Data listing:
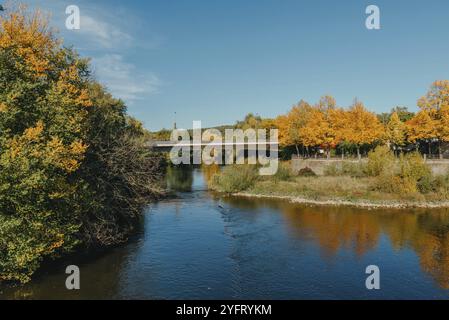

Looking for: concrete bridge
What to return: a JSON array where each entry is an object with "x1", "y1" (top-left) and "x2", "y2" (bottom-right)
[{"x1": 148, "y1": 141, "x2": 279, "y2": 150}]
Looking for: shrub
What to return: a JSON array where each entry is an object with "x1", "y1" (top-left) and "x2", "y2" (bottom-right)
[
  {"x1": 341, "y1": 161, "x2": 366, "y2": 178},
  {"x1": 213, "y1": 165, "x2": 259, "y2": 193},
  {"x1": 298, "y1": 167, "x2": 316, "y2": 177},
  {"x1": 324, "y1": 161, "x2": 366, "y2": 178},
  {"x1": 366, "y1": 146, "x2": 396, "y2": 177},
  {"x1": 324, "y1": 163, "x2": 341, "y2": 177},
  {"x1": 375, "y1": 153, "x2": 432, "y2": 194},
  {"x1": 274, "y1": 162, "x2": 293, "y2": 181}
]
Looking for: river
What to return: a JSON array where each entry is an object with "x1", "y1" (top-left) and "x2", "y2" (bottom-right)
[{"x1": 0, "y1": 169, "x2": 449, "y2": 299}]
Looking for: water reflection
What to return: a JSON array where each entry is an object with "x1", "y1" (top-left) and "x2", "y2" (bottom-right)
[
  {"x1": 0, "y1": 167, "x2": 449, "y2": 299},
  {"x1": 225, "y1": 197, "x2": 449, "y2": 289}
]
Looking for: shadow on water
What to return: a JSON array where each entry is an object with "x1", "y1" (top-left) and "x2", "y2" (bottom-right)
[{"x1": 0, "y1": 167, "x2": 449, "y2": 299}]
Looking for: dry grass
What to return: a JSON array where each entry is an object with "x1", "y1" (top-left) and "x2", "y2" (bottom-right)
[{"x1": 247, "y1": 176, "x2": 433, "y2": 201}]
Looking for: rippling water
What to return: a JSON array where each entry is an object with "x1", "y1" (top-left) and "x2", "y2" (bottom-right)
[{"x1": 0, "y1": 170, "x2": 449, "y2": 299}]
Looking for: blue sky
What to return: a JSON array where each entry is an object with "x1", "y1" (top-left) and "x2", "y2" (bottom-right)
[{"x1": 24, "y1": 0, "x2": 449, "y2": 130}]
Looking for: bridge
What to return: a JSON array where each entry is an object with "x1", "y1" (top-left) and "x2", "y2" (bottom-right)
[{"x1": 148, "y1": 141, "x2": 279, "y2": 149}]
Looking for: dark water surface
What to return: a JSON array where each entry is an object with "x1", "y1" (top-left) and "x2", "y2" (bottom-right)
[{"x1": 0, "y1": 170, "x2": 449, "y2": 299}]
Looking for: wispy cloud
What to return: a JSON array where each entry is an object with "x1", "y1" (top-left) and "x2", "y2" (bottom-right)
[
  {"x1": 22, "y1": 0, "x2": 161, "y2": 104},
  {"x1": 77, "y1": 14, "x2": 134, "y2": 49},
  {"x1": 93, "y1": 54, "x2": 162, "y2": 102}
]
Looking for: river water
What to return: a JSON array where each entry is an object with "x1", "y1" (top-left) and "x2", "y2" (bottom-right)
[{"x1": 0, "y1": 169, "x2": 449, "y2": 299}]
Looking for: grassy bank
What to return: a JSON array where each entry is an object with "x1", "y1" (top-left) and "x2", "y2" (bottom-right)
[{"x1": 211, "y1": 147, "x2": 449, "y2": 208}]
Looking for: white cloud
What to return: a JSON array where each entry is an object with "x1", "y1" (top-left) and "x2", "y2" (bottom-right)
[
  {"x1": 78, "y1": 14, "x2": 134, "y2": 49},
  {"x1": 93, "y1": 54, "x2": 161, "y2": 102}
]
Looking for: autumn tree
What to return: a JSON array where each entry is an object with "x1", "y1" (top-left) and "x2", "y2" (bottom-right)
[
  {"x1": 276, "y1": 100, "x2": 312, "y2": 156},
  {"x1": 0, "y1": 6, "x2": 161, "y2": 282},
  {"x1": 341, "y1": 100, "x2": 384, "y2": 159},
  {"x1": 418, "y1": 80, "x2": 449, "y2": 157},
  {"x1": 385, "y1": 112, "x2": 407, "y2": 153},
  {"x1": 407, "y1": 109, "x2": 437, "y2": 155}
]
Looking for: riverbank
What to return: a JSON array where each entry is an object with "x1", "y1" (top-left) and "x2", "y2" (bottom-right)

→ **Given problem**:
Output every line of the records above as a Markdown table with the columns "Row" and "Line", numbering the rows in order and skipping blank lines. Leave the pictures out.

→ **Worked solution**:
| Row | Line |
|---|---|
| 1 | Looking for: concrete bridge |
| 2 | What to return: a JSON array where each entry is an object with "x1", "y1" (top-left) and "x2", "y2" (bottom-right) |
| 3 | [{"x1": 148, "y1": 141, "x2": 279, "y2": 150}] |
| 4 | Looking for: shrub |
| 5 | What to return: a JSON array where each entry is an object with "x1", "y1" (top-left) and "x2", "y2" (bottom-right) |
| 6 | [ |
| 7 |   {"x1": 341, "y1": 161, "x2": 366, "y2": 178}, |
| 8 |   {"x1": 213, "y1": 165, "x2": 259, "y2": 193}, |
| 9 |   {"x1": 298, "y1": 167, "x2": 316, "y2": 177}, |
| 10 |   {"x1": 324, "y1": 161, "x2": 366, "y2": 178}, |
| 11 |   {"x1": 366, "y1": 146, "x2": 396, "y2": 177}, |
| 12 |   {"x1": 324, "y1": 163, "x2": 341, "y2": 177}, |
| 13 |   {"x1": 375, "y1": 153, "x2": 432, "y2": 194}, |
| 14 |   {"x1": 274, "y1": 162, "x2": 293, "y2": 181} |
| 15 | ] |
| 16 | Looking for: river |
| 17 | What to return: a JSON array where each entry is an object with "x1", "y1" (top-left) and "x2", "y2" (bottom-right) |
| 18 | [{"x1": 0, "y1": 169, "x2": 449, "y2": 299}] |
| 19 | Looking for: water reflection |
| 20 | What to return: a JSON array where each entry is an object with "x1", "y1" (top-left) and "x2", "y2" (bottom-right) |
| 21 | [ |
| 22 |   {"x1": 0, "y1": 167, "x2": 449, "y2": 299}, |
| 23 |   {"x1": 225, "y1": 197, "x2": 449, "y2": 289} |
| 24 | ] |
| 25 | Looking for: shadow on water |
| 26 | What to return: a JSON array where each entry is an object with "x1", "y1" (top-left) and "x2", "y2" (bottom-right) |
| 27 | [{"x1": 0, "y1": 167, "x2": 449, "y2": 299}] |
| 28 | Looking for: dry grass |
| 29 | What to return: a JSON array where each entry is an object with "x1", "y1" (top-left) and "x2", "y2" (bottom-right) |
| 30 | [{"x1": 247, "y1": 176, "x2": 433, "y2": 201}] |
| 31 | Looking for: rippling water |
| 32 | What to return: a JSON array where each entry is an object with "x1", "y1" (top-left) and "x2", "y2" (bottom-right) |
| 33 | [{"x1": 0, "y1": 170, "x2": 449, "y2": 299}] |
| 34 | Looking for: blue sky |
| 35 | What to return: a JSON array where each entry is an object with "x1", "y1" (top-left) and "x2", "y2" (bottom-right) |
| 36 | [{"x1": 24, "y1": 0, "x2": 449, "y2": 130}] |
| 37 | Looking for: bridge |
| 38 | What to return: a JSON array where each entry is an object with "x1", "y1" (top-left) and "x2", "y2" (bottom-right) |
| 39 | [{"x1": 148, "y1": 141, "x2": 279, "y2": 149}] |
| 40 | Looking for: dark water surface |
| 41 | What to return: a JSON array where each entry is an object with "x1", "y1" (top-left) and "x2", "y2" (bottom-right) |
| 42 | [{"x1": 0, "y1": 170, "x2": 449, "y2": 299}] |
| 43 | Looking for: wispy cloud |
| 44 | What to return: a JSON array where each entry is an object with "x1", "y1" (top-left) and "x2", "y2" (bottom-right) |
| 45 | [ |
| 46 |   {"x1": 22, "y1": 0, "x2": 161, "y2": 104}, |
| 47 |   {"x1": 77, "y1": 14, "x2": 134, "y2": 49}, |
| 48 |   {"x1": 93, "y1": 54, "x2": 162, "y2": 102} |
| 49 | ] |
| 50 | Looking for: river water |
| 51 | What to return: a JSON array where each entry is an object with "x1", "y1" (top-left) and "x2", "y2" (bottom-right) |
| 52 | [{"x1": 0, "y1": 169, "x2": 449, "y2": 299}] |
| 53 | Looking for: grassy bank |
| 54 | What to return: a JSON array where each entry is an object with "x1", "y1" (top-left) and "x2", "y2" (bottom-right) |
| 55 | [{"x1": 211, "y1": 147, "x2": 449, "y2": 208}] |
| 56 | Looking for: white cloud |
| 57 | What to return: a JSON array where each entry is an object with "x1", "y1" (top-left) and "x2", "y2" (bottom-right) |
| 58 | [ |
| 59 |   {"x1": 78, "y1": 14, "x2": 134, "y2": 49}, |
| 60 |   {"x1": 93, "y1": 54, "x2": 161, "y2": 102} |
| 61 | ] |
| 62 | Looking for: autumn tree |
| 63 | What to return: a JSON array where each entry is an object with "x1", "y1" (top-left) and "x2", "y2" (bottom-right) |
| 64 | [ |
| 65 |   {"x1": 276, "y1": 100, "x2": 312, "y2": 156}, |
| 66 |   {"x1": 0, "y1": 6, "x2": 161, "y2": 282}, |
| 67 |   {"x1": 341, "y1": 100, "x2": 384, "y2": 159}, |
| 68 |   {"x1": 418, "y1": 80, "x2": 449, "y2": 157}, |
| 69 |   {"x1": 385, "y1": 112, "x2": 407, "y2": 153}, |
| 70 |   {"x1": 407, "y1": 109, "x2": 437, "y2": 155} |
| 71 | ] |
| 72 | Looking for: riverbank |
| 73 | What to return: a JSON array where each entry is an object with "x1", "y1" (top-left) and "x2", "y2" (bottom-right) |